"""
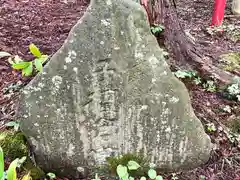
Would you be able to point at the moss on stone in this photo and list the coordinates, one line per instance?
(14, 146)
(231, 61)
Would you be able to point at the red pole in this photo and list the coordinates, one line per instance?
(218, 12)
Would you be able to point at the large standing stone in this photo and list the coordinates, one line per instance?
(108, 91)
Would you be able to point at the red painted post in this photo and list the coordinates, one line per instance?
(218, 12)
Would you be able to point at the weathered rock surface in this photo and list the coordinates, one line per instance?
(109, 91)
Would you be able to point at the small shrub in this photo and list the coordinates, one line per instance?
(27, 67)
(11, 173)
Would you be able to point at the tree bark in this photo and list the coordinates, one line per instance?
(184, 53)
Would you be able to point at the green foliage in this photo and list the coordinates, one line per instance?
(1, 163)
(211, 127)
(210, 86)
(183, 74)
(11, 173)
(27, 67)
(234, 89)
(13, 87)
(14, 124)
(51, 175)
(4, 54)
(113, 162)
(14, 144)
(235, 125)
(202, 177)
(157, 29)
(123, 174)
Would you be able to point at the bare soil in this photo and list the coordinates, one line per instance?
(46, 23)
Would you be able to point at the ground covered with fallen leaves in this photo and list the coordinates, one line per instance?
(47, 24)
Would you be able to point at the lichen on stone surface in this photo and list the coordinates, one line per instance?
(14, 146)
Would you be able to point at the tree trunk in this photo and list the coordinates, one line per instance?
(184, 53)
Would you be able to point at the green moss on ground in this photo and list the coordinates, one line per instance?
"""
◆ Exercise details
Write down all the entries exactly, but not the pictures they hold.

◆ Output for this exercise
Would you be able to point at the moss on stone in this photo and list the coordinates, one line per instance?
(14, 146)
(231, 61)
Would you be able to point at the red pole in this photo and list the coordinates, one line per instance?
(218, 12)
Would you be able to point at the large standing stone in this photo and list the coordinates, one line per instance?
(108, 91)
Would you be able to point at the red painted post in this photo and list the coordinates, one line per instance?
(218, 12)
Would you be able to point at the weathered rock surface in this photo and list the coordinates, one line per instance?
(109, 91)
Would you be able to point at the small shrub in this photo and list the coordinates, one line per instance?
(27, 67)
(11, 173)
Would you be able to point at the tree bark in this photo and list the coordinates, one line per instance?
(184, 53)
Would you be able to point at the green foliage in this photo and list the coordinates, one line per instance?
(1, 163)
(211, 127)
(210, 86)
(183, 74)
(11, 173)
(27, 67)
(234, 89)
(13, 87)
(14, 124)
(51, 175)
(4, 54)
(113, 162)
(14, 144)
(235, 125)
(202, 177)
(157, 29)
(123, 174)
Would you be able to point at the bare soil in this photo and list the coordinates, one line per instance?
(46, 23)
Would you be able to point at the ground covered with fallen leaves in this photo and list the coordinates, one line per instance?
(47, 24)
Would you be able to point at the lichen on stone surface in this photo and list the coordinates, one line per instance?
(14, 146)
Would you be able to point at the tree trunk in this photo and list the coordinates, one line per instance?
(184, 53)
Would you be able to point at the green moss on ground in this photo and list the coordinates, one line per instance?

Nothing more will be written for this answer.